Texto extraído
▬▬▬▬▬▬
El hombre arbitrario es un personaje cuyas decisiones no se basan en normas racionales, principios morales, ni acuerdos colectivos, sino en su voluntad momentánea, intereses personales o caprichos infundados y rebeldes. Dentro de la política, sociedad y economía, esta figura representa un peligro permanente para la estabilidad, la justicia y la equidad. Su actividad se fundamenta en la negación del límite del diálogo y del deber, representando lo que los ciudadanos conscientes y preocupados han denunciado como el ejercicio del poder sin responsabilidad.
▬▬▬▬▬▬
Datos disponibles

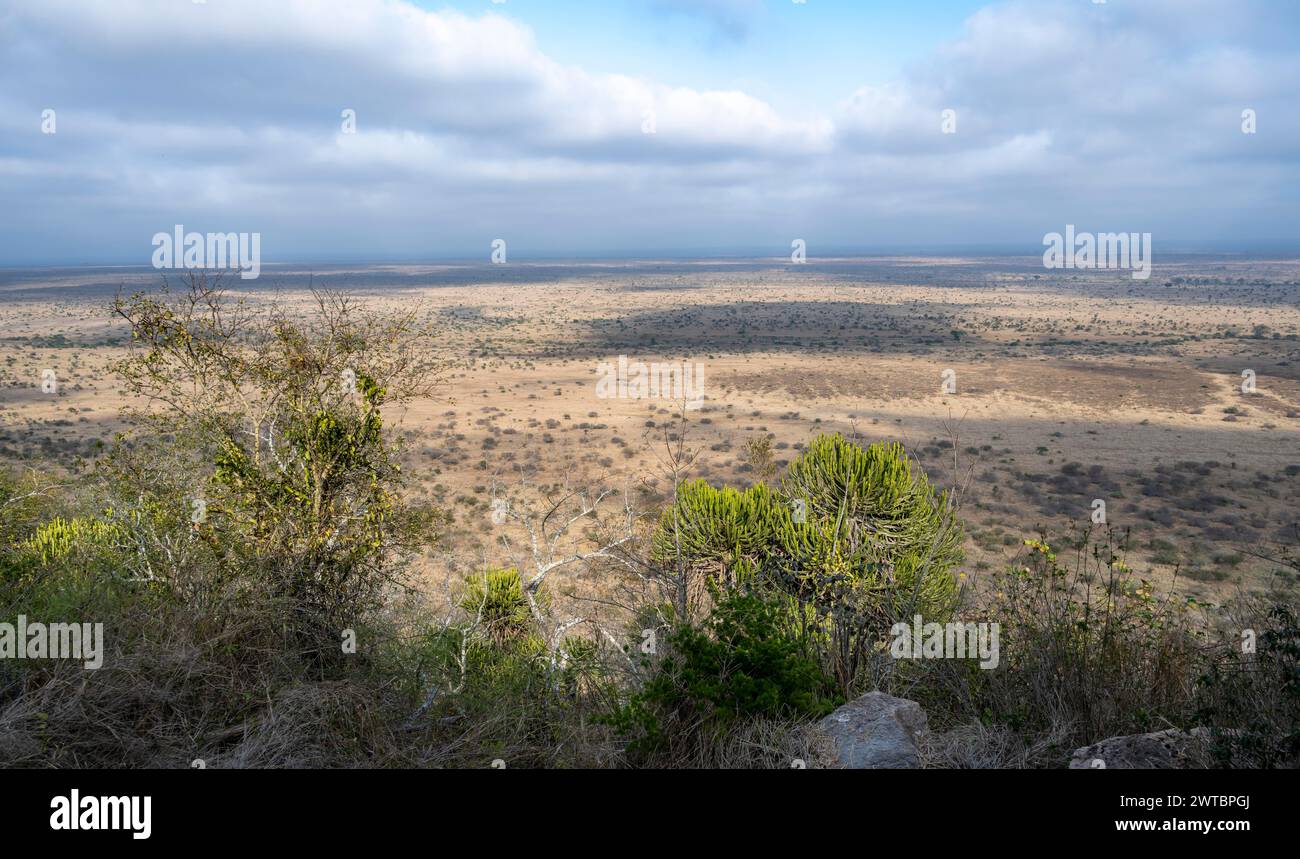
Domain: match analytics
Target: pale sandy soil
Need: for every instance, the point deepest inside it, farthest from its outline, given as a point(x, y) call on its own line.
point(1069, 387)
▬▬▬▬▬▬
Tareas escritas
- A) Según el texto sobre el hombre arbitrario, ¿en qué se basan sus decisiones?
- B) Traduce al inglés esta oración del texto sobre el hombre arbitrario: "Dentro de la política, sociedad y economía, esta figura representa un peligro permanente para la estabilidad, la justicia y la equidad."
- C) Escribe la continuación del texto sobre el hombre arbitrario a partir de su última oración.
El listado no hace falta para nada.

Soluciones
- A) En su voluntad momentánea, intereses personales o caprichos infundados y rebeldes.

- B) Within politics, society, and the economy, this figure represents a permanent danger to stability, justice, and equity.

- C)
En el plano político, el hombre arbitrario es el tirano dictador, el déspota, el autócrata. No gobierna conforme a principios morales y leyes justas, sino que estos los acomoda a sus fines. Su voluntad se convierte en ley que debe regir. El hombre arbitrario elimina los límites del poder, muchas veces disfrazado de líder redentor o caudillo. No reconoce instituciones ni contrapesos, ni acuerdos previos, mucho menos promesas utilizadas para lograr sus ambiciones. Para él, el Estado es un instrumento de su poder personal, no una construcción colectiva al servicio del bien común. Prevaricar es su constante accionar.
En sociedades donde el hombre arbitrario asciende al poder, los principios democráticos como la división de poderes, el Estado de derecho o la participación ciudadana se ven socavados y atravesados en el camino de sus abusos. El resultado es el gobierno de la excepción permanente, donde la ley se convierte en herramienta de persecución o de protección de intereses propios; entonces comienzan las arbitrariedades y el derecho social pierde el poder al destrozar sus raíces. Y ahí comienza el poder arbitrario.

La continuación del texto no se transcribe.